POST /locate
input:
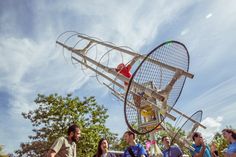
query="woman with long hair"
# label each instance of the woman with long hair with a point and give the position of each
(230, 136)
(102, 150)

Instructions for the task
Every record above should be set down exactly, with the pictures left out.

Task answer
POST /locate
input:
query="woman with long hair"
# label each instance of the woman with long hair with a point and give the position of each
(230, 136)
(102, 150)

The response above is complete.